Excerpted text ::
______________________________
Based upon a few of the changes, I'd like to suggest to you that a protocol of deviations from the Stage 1 registration is provided to readers (either as an appendices or as a supplementary doc on the OSF but explicitly signposted within the manuscript) to make sure that all the changes made are maximally visible. I have no concerns over the deviations made, however I think it was quite easy to miss them when reading the manuscript and a transparent account of them all logging where the original plans have changed, how and why, would be a valuable addiiton.

Once this has been actioned (or a very strong justification for not, if you disagree), I will be very happy to provide a recommendation for this important and impactful work.

Many thanks,

Tom

Evaluation round #1

DOI or URL of the report: https://osf.io/k8fps

Version of the report: 1

Author's Reply, 13 Nov 2024

Decision by ORCID_LOGO, posted 16 May 2024, validated 16 May 2024

Thanks for submitting one of your Stage 2 reports. The work included is impressive and substantive and I thoroughly enjoyed learning more. I am also very grateful to our returning reviewers who have advised that only relatively minor changes are needed to help improve the clarity of your communication. I have no further feedback beyond their very helpful suggestions, so I encourage you to work through their comments systematically, providing a response to each to discuss if/how you have actioned and I will look forward to re-reading this shorltly. 

Congratulations, thanks, and take care,

Dr Thomas Rhys Evans

Reviewed by , 18 Apr 2024

Reviewed by anonymous reviewer 1, 16 May 2024

I enjoyed reading the Stage 2 manuscript! The authors did a good job using the data and following their registered plan of testing their hypotheses. I have several relatively minor comments on this version of the manuscript:

From my understanding, in the PARFAIM dataset, if women were not sexually active they were  given a code of non-hormonal contraceptive user even though they did not actually answer a question about their hormonal contraceptive use. This is indeed an issue because women who are not sexually active may be on HCs for a variety of other reasons. I agree that those women should be excluded from analyses because HC use cannot be ascertained. (I feel less strongly about the fact that they were given a  0 for sexual frequency.) Overall, I think this deviation from the Stage 1 plan is appropriate.
______________________________
Data to examine ::
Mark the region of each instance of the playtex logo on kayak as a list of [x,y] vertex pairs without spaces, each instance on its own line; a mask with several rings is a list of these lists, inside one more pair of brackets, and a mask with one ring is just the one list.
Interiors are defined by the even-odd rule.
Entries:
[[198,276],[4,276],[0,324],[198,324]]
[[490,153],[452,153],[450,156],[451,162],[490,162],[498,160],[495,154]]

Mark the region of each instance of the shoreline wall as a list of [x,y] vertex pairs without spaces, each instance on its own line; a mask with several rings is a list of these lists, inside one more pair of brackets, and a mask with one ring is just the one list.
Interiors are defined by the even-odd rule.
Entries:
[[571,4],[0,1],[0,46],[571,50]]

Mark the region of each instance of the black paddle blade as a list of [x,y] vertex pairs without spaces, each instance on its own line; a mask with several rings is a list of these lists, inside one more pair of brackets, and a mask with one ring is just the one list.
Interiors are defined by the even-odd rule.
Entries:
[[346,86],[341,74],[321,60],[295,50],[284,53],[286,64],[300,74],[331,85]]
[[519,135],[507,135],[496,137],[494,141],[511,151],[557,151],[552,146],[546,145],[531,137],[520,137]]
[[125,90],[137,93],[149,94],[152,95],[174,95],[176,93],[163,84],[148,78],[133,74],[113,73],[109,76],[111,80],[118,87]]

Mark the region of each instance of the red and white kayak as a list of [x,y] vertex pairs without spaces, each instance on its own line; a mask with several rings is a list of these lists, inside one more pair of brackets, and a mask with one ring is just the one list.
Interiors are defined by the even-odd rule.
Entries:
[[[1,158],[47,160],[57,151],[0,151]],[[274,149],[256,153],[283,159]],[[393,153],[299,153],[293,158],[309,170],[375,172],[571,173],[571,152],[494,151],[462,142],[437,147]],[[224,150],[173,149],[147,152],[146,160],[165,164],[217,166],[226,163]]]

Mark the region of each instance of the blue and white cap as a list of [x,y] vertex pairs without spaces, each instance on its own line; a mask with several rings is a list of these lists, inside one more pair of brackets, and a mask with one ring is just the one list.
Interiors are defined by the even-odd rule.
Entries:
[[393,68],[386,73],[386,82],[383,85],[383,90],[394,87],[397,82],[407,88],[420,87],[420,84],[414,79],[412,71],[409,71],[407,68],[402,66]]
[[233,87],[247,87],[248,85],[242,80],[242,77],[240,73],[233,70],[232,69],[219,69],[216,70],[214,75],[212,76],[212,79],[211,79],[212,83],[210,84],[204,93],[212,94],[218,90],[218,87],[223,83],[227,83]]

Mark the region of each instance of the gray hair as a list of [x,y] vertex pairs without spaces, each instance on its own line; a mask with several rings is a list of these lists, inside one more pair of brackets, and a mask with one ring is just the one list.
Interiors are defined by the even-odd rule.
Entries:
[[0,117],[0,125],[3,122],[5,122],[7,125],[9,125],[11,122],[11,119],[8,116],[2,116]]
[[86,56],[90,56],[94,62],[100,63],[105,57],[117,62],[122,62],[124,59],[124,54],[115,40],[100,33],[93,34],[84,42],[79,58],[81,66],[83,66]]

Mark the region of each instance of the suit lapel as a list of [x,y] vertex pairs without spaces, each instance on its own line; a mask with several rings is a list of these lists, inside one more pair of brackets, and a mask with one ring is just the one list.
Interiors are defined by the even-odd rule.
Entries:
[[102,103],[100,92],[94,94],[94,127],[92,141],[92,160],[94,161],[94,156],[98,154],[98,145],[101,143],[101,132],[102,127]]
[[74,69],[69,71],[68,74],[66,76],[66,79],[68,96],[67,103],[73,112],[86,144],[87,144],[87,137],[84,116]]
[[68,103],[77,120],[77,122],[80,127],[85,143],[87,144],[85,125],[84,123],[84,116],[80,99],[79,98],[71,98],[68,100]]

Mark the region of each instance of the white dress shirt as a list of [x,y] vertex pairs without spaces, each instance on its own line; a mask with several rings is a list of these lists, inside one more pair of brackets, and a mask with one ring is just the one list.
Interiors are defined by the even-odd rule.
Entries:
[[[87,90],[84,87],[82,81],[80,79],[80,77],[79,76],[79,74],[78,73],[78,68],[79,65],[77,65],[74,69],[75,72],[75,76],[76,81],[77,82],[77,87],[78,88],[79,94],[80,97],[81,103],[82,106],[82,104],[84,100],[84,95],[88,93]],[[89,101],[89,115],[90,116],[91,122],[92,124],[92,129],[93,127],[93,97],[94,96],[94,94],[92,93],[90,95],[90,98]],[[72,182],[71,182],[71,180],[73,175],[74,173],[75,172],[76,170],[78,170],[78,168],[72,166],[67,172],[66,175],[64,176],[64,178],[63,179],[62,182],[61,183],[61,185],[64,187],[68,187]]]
______________________________
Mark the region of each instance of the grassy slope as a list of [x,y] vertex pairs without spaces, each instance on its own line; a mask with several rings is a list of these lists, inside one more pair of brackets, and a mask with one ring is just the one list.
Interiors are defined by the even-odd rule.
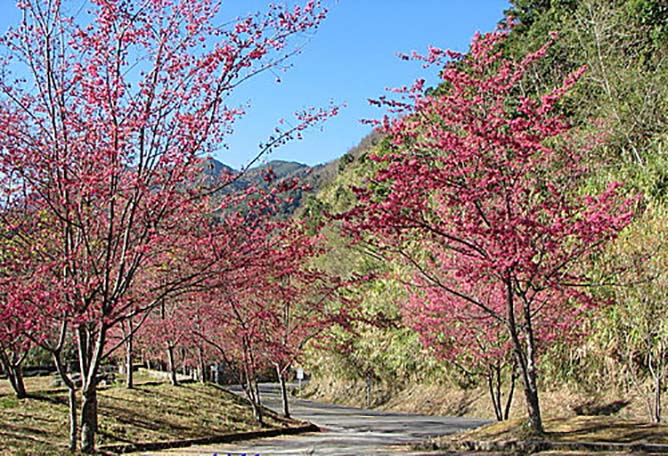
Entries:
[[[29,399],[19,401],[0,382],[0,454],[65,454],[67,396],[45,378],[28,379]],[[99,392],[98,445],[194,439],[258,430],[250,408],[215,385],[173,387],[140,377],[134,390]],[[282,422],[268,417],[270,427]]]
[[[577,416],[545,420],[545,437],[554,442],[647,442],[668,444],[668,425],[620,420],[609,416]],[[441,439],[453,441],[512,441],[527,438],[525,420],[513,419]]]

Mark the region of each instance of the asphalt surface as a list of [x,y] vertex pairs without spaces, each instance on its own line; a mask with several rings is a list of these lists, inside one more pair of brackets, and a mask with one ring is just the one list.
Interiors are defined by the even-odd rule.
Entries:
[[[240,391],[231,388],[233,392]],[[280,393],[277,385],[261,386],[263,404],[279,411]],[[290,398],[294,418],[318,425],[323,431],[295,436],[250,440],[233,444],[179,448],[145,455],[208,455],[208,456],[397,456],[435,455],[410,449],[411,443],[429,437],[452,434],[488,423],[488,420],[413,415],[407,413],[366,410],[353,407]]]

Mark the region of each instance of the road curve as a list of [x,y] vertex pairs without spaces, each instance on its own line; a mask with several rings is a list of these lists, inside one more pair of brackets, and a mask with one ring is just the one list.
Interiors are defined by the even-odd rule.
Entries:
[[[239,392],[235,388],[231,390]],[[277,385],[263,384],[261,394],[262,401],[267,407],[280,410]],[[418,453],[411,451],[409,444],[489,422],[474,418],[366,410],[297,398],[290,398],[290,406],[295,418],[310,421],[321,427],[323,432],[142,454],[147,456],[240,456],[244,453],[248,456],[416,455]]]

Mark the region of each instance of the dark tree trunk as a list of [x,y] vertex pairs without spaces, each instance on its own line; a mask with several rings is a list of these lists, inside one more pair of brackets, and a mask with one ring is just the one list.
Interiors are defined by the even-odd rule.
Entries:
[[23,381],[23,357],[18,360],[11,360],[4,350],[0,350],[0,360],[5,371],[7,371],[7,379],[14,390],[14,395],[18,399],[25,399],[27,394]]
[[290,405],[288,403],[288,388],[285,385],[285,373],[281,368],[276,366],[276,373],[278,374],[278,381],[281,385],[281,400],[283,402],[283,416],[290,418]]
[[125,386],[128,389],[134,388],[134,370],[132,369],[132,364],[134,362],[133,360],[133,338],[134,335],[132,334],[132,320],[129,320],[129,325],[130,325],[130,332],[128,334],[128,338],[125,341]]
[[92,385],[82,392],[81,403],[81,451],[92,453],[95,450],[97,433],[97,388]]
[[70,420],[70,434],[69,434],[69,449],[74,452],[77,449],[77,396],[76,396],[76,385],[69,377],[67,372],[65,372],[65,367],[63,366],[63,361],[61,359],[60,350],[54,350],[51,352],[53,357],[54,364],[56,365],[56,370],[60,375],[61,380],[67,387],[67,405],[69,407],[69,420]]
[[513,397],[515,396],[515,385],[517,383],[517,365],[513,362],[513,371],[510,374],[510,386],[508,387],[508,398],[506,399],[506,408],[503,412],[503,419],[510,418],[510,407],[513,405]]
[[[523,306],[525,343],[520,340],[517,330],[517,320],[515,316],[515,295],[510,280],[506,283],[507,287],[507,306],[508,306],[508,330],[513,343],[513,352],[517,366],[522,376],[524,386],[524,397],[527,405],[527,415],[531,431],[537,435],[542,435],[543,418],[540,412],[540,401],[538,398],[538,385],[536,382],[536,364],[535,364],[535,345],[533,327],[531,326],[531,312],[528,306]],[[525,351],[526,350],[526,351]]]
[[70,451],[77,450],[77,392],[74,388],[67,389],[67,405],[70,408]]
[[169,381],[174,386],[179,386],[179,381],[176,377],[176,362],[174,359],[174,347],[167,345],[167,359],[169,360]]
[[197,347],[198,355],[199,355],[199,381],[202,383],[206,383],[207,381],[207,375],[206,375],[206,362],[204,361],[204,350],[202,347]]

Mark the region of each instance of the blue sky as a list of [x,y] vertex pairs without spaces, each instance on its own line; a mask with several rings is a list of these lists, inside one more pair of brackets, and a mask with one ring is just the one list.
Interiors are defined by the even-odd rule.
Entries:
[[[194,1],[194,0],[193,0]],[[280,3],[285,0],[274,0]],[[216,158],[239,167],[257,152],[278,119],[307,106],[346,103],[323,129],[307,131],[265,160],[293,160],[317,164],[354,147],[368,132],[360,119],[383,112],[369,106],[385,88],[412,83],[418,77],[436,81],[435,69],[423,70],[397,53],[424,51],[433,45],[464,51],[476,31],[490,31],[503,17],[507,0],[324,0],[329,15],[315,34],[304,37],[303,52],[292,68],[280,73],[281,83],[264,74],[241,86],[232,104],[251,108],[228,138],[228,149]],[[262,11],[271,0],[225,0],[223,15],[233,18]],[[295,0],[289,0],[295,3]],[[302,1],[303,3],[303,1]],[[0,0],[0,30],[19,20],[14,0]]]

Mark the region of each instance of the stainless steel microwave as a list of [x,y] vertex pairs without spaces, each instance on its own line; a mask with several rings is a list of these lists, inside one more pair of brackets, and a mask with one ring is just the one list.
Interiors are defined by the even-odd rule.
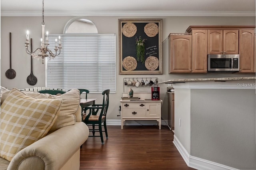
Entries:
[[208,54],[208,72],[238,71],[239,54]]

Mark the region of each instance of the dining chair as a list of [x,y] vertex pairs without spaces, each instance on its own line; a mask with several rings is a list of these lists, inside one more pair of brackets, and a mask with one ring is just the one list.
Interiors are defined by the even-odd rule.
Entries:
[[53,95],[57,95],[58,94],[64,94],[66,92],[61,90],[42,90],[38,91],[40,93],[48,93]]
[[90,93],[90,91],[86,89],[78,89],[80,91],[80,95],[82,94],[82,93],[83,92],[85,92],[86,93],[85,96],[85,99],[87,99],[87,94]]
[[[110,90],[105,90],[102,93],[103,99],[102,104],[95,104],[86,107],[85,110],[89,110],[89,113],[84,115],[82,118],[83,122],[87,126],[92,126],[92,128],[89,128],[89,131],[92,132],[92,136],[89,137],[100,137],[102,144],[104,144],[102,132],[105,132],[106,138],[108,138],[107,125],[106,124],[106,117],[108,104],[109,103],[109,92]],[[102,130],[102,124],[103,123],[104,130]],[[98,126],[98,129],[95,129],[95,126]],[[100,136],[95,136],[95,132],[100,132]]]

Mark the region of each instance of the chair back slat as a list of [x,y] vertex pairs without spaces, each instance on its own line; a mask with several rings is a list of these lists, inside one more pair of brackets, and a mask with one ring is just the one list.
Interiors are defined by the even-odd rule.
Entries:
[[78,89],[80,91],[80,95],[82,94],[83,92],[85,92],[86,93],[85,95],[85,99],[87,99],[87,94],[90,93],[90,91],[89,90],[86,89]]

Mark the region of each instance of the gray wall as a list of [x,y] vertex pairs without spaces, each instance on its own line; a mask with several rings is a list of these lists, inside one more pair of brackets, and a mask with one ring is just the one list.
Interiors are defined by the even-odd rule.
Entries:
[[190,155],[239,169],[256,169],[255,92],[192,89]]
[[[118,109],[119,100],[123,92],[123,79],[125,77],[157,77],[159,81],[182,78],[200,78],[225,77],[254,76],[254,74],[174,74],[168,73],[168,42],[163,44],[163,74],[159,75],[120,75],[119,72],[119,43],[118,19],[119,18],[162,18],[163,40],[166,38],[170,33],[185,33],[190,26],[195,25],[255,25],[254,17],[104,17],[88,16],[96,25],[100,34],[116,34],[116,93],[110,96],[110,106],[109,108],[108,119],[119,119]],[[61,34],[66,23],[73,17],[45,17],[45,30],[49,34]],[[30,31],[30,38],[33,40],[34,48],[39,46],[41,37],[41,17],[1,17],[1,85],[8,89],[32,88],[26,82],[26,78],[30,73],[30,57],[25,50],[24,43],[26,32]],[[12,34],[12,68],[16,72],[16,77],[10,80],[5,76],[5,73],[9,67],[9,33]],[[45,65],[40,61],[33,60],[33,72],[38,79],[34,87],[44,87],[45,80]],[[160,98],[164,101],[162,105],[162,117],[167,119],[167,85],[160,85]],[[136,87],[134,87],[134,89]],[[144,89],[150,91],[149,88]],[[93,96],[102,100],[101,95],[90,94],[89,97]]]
______________________________
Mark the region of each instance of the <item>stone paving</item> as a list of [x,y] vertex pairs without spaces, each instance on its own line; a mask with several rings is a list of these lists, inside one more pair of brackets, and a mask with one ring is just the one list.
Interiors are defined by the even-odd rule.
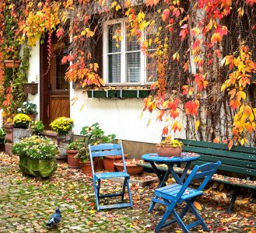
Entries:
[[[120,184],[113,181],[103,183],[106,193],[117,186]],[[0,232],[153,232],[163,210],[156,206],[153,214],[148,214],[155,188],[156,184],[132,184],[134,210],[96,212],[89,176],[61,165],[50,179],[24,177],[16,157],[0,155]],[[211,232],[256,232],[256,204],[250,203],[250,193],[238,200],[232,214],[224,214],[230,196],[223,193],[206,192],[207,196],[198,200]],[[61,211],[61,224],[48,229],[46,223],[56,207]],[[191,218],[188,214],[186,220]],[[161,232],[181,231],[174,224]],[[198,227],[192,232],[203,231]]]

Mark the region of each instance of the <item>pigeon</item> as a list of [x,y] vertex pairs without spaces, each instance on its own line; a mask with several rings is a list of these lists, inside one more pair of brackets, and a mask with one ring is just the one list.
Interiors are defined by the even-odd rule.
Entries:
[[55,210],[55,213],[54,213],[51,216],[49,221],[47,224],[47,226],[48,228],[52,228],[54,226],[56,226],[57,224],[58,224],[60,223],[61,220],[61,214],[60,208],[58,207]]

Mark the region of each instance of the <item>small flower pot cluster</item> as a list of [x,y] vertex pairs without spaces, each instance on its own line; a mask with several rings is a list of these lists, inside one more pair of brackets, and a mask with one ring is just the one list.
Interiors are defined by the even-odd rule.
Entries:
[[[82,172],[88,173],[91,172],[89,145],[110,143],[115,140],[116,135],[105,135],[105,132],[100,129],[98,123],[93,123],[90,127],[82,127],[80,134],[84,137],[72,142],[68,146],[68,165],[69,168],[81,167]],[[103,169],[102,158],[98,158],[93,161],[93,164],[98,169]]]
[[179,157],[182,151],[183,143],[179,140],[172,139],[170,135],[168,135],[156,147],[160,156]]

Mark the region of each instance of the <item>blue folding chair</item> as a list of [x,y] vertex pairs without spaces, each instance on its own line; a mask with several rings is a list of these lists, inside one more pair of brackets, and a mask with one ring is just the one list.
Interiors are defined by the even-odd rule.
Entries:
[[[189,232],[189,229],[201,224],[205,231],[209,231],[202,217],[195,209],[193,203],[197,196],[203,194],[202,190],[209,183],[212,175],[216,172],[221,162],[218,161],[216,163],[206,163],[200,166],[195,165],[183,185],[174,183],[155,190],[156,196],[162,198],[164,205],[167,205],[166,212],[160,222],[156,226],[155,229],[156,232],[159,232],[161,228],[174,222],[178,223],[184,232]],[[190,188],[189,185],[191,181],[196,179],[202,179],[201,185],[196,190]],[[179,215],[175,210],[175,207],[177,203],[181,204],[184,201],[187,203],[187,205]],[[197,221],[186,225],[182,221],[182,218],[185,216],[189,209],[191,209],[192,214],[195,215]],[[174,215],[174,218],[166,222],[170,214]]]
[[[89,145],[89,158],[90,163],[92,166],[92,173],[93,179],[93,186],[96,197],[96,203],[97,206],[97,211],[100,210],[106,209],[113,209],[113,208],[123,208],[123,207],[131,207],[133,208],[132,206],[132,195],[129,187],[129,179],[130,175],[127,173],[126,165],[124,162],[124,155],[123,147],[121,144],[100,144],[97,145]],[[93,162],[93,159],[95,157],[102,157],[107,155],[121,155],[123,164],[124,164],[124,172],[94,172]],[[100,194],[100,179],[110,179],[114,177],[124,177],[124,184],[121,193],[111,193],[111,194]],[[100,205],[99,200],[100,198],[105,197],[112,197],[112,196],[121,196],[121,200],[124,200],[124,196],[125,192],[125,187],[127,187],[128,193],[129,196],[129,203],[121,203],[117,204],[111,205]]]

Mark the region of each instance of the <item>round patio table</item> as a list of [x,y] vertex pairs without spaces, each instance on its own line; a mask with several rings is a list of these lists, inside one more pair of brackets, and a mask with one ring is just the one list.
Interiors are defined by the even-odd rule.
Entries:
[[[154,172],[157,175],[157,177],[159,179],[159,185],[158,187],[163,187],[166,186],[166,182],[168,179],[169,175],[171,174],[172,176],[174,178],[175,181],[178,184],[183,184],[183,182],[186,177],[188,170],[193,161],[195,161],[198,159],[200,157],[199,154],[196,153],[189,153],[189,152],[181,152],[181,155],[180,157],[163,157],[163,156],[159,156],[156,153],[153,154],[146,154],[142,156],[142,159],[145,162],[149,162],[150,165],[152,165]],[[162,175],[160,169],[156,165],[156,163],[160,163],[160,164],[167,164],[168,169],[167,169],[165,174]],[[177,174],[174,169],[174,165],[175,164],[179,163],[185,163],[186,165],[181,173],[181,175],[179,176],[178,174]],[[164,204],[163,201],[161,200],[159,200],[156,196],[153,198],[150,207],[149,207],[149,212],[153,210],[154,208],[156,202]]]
______________________________
Task objective ::
In the review excerpt, how were women who were not sexually active coded in the PARFAIM dataset? The items play no part in this exercise.

Answer for the task ::
They were given a code of non-hormonal contraceptive user.